[Dataset excerpt]
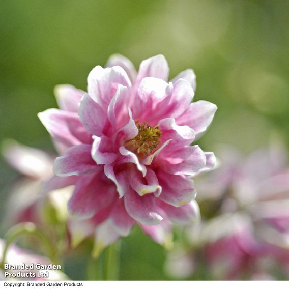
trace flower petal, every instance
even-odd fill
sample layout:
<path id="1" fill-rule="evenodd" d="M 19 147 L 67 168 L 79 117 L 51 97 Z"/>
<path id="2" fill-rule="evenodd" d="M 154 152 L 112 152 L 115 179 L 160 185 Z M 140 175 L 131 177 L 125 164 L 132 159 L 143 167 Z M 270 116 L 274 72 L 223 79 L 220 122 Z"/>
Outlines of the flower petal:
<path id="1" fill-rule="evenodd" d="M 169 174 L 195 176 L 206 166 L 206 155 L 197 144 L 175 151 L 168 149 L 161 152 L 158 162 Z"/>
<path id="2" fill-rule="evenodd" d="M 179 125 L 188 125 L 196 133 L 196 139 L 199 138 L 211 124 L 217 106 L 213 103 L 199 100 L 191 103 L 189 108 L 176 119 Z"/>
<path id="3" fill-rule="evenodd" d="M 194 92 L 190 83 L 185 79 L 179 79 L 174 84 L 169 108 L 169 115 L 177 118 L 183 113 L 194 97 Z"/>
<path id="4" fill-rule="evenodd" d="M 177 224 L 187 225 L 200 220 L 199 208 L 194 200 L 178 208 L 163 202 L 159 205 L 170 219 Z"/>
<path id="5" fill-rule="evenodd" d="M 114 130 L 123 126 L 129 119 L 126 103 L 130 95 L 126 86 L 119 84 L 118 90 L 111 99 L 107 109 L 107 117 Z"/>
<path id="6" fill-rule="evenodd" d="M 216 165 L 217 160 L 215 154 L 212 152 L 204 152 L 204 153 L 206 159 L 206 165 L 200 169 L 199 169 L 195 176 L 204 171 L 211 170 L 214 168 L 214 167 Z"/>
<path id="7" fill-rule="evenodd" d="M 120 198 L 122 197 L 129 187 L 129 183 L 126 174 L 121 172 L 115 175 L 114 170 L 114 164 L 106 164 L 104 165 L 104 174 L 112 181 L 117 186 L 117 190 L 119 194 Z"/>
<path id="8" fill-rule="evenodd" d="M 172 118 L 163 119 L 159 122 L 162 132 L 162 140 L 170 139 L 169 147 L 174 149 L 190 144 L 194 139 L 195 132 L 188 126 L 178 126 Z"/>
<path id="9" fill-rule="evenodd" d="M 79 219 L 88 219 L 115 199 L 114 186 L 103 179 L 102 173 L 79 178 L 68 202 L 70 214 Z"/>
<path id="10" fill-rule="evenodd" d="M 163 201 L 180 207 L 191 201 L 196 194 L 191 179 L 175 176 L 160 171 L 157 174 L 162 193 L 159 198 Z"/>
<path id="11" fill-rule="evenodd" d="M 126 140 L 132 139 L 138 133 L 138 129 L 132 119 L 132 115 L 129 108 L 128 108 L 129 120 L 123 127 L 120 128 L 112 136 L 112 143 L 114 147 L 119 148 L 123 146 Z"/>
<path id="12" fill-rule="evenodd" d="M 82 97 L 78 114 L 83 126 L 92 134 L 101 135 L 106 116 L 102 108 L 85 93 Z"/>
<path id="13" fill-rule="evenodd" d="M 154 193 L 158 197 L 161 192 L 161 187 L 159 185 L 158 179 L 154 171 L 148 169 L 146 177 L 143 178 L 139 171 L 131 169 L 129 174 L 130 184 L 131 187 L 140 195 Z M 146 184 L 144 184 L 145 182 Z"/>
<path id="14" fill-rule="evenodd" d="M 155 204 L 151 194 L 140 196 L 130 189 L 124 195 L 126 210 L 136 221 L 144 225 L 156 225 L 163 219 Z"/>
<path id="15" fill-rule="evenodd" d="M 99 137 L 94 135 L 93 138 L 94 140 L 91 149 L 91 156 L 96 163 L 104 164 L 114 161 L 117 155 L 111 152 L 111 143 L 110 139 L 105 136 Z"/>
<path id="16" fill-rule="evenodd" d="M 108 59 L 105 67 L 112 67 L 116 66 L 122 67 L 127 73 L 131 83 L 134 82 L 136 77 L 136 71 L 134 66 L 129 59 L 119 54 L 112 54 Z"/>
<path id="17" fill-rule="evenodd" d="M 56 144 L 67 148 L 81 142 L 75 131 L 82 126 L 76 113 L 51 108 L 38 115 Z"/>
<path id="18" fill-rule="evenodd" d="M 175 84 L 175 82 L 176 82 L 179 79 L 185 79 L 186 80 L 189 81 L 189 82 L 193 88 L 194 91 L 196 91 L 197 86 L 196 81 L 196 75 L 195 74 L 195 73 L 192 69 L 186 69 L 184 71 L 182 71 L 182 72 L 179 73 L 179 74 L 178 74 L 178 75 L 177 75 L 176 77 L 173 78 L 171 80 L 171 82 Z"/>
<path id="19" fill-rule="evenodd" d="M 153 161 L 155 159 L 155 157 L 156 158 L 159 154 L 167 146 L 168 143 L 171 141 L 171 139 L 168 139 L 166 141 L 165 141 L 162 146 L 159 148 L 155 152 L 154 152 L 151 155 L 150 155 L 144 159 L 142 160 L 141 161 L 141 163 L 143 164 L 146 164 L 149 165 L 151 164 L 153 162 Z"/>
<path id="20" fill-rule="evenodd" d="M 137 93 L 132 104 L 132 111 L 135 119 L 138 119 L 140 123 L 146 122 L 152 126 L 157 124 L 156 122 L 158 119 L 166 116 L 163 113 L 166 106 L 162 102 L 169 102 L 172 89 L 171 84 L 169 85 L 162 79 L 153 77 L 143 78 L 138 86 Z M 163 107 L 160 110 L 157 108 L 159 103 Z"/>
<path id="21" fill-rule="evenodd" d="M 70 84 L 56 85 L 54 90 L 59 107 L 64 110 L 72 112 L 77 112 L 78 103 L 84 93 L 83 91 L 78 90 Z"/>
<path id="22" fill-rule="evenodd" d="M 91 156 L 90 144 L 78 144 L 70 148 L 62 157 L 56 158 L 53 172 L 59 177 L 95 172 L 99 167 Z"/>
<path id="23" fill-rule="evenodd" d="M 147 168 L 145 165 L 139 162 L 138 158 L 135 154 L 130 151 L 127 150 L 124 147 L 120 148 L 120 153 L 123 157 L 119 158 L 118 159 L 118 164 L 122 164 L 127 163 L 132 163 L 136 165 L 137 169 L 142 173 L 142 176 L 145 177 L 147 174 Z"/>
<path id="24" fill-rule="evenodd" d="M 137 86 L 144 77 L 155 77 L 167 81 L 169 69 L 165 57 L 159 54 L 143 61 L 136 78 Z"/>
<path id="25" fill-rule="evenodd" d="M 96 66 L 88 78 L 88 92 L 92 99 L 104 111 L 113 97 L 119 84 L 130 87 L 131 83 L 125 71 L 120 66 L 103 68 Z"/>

--

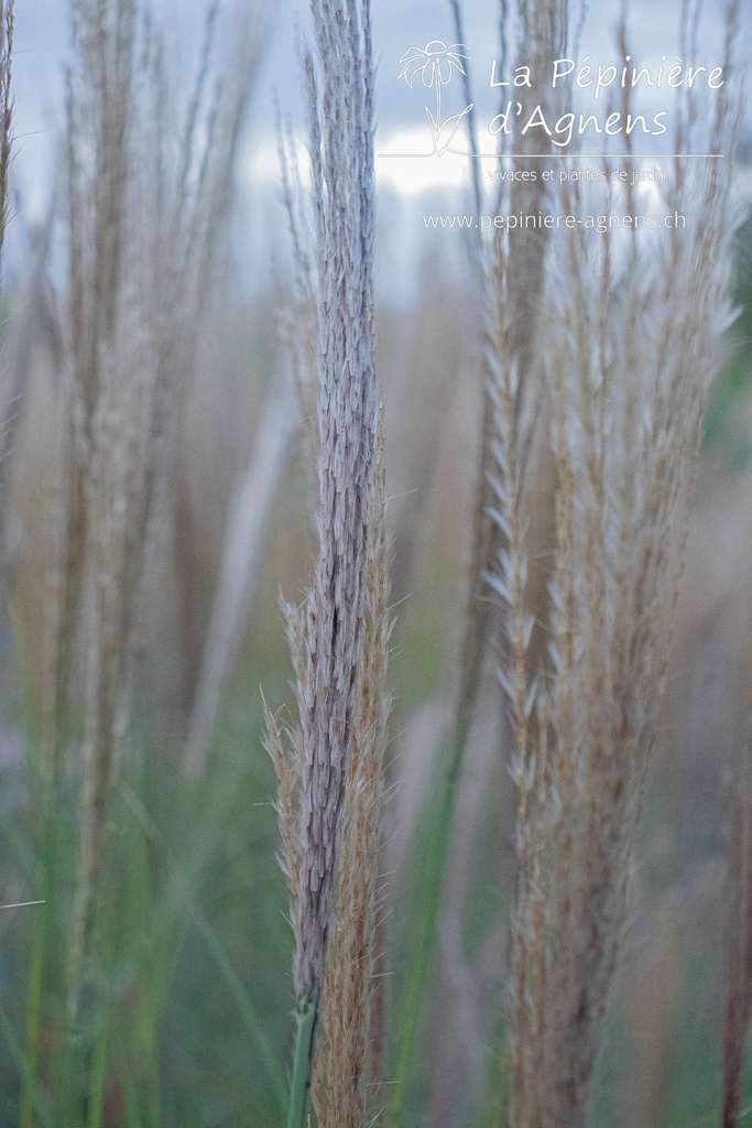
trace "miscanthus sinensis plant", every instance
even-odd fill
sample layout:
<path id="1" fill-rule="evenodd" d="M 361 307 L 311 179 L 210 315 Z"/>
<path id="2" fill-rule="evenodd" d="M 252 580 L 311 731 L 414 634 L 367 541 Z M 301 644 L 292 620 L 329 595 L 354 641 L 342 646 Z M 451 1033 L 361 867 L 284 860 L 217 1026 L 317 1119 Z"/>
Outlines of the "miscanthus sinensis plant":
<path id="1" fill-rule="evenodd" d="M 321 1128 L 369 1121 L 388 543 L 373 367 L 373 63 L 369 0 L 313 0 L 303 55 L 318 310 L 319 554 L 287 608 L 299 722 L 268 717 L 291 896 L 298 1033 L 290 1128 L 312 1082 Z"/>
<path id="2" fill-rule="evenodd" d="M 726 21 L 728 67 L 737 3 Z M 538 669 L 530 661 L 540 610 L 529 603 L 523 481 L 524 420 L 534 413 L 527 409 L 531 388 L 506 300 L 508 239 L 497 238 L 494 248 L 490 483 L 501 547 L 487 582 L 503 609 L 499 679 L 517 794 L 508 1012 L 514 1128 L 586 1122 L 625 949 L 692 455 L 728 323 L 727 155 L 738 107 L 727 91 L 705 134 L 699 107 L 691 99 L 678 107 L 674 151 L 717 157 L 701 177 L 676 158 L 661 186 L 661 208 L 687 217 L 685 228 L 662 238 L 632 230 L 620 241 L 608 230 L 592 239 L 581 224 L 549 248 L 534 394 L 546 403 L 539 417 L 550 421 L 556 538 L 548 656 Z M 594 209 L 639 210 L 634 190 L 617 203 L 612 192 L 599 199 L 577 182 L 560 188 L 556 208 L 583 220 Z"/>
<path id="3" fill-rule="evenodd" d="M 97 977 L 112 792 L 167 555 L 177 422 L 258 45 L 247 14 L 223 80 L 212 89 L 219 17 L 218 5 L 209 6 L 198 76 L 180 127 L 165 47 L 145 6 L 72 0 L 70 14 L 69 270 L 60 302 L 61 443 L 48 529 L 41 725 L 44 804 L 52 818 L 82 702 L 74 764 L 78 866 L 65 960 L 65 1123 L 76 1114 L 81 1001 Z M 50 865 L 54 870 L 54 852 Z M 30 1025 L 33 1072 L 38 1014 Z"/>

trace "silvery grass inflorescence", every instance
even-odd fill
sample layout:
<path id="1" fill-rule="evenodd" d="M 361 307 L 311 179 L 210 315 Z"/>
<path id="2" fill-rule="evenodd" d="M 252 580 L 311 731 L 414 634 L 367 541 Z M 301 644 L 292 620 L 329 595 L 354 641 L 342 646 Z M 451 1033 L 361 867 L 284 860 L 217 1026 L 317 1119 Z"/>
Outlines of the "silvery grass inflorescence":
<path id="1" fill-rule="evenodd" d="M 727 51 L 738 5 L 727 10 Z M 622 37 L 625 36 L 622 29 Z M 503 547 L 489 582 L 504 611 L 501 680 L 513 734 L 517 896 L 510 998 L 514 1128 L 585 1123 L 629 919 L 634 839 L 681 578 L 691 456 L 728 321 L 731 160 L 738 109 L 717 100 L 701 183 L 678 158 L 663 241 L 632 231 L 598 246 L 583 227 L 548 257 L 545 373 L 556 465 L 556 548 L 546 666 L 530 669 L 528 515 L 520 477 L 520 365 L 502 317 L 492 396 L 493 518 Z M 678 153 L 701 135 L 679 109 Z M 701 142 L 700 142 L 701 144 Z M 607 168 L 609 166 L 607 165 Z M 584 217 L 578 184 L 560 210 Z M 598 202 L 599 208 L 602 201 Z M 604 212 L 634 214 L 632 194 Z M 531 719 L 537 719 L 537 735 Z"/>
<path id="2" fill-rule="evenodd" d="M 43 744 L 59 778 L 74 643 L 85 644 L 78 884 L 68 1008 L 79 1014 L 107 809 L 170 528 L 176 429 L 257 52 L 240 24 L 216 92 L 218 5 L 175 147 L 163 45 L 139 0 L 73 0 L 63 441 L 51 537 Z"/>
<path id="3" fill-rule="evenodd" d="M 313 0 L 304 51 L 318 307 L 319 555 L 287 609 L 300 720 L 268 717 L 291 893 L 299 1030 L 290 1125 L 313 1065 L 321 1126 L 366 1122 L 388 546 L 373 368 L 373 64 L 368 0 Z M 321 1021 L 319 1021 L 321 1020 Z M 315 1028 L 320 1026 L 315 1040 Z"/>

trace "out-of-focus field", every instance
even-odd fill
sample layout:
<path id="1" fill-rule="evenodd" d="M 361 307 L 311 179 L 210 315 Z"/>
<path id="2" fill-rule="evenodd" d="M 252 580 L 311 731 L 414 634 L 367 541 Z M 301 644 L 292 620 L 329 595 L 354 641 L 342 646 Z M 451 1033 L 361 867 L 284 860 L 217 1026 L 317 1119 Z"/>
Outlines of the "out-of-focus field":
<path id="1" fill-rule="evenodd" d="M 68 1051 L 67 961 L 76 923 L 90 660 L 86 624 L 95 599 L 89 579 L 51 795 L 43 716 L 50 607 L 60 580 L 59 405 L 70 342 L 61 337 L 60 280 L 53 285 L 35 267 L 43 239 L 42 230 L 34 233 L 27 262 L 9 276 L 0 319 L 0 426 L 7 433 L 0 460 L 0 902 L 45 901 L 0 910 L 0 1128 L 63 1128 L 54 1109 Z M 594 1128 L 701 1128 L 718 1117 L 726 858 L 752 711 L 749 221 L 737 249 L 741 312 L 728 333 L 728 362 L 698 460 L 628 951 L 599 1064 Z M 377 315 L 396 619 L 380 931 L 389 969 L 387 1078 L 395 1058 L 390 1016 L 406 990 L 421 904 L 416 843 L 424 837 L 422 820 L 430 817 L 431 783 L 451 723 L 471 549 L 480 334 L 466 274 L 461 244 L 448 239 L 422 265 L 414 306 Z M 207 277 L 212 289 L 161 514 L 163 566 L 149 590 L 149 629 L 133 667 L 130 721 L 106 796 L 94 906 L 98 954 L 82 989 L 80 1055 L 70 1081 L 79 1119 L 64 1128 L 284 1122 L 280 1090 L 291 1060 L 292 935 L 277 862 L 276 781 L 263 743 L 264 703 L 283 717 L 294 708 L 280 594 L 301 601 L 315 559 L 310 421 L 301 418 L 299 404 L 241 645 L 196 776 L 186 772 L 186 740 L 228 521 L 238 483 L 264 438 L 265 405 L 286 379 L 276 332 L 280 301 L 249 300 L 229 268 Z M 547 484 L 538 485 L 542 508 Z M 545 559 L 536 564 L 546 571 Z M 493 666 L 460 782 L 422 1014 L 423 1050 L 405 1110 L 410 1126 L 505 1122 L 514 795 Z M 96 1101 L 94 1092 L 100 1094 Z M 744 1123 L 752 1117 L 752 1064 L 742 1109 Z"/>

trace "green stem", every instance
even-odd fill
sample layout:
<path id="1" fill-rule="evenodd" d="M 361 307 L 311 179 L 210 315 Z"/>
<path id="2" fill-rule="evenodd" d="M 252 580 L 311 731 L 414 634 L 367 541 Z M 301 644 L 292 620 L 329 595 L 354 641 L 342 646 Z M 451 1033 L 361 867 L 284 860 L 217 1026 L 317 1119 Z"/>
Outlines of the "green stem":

● **Problem description**: Reproduce the material between the line holding "trace flower petal, every instance" and the line holding "169 174 L 195", inclusive, requests included, with every coordinate in the answer outlines multiplied by 0.95 and rounded to a whole number, halves rounding up. Leave the numbers in the requests and in their sample layouts unchanged.

● **Complete response**:
trace flower petal, every instance
even-odd fill
sample layout:
<path id="1" fill-rule="evenodd" d="M 19 147 L 67 168 L 79 117 L 51 97 Z"/>
<path id="2" fill-rule="evenodd" d="M 154 152 L 112 152 L 115 179 L 160 185 Z M 140 175 L 131 177 L 125 164 L 132 159 L 143 167 Z M 270 116 L 274 72 L 223 79 L 220 122 Z"/>
Outlines of the flower petal:
<path id="1" fill-rule="evenodd" d="M 161 165 L 185 167 L 196 158 L 196 147 L 187 137 L 166 143 L 160 142 L 153 144 L 150 154 Z"/>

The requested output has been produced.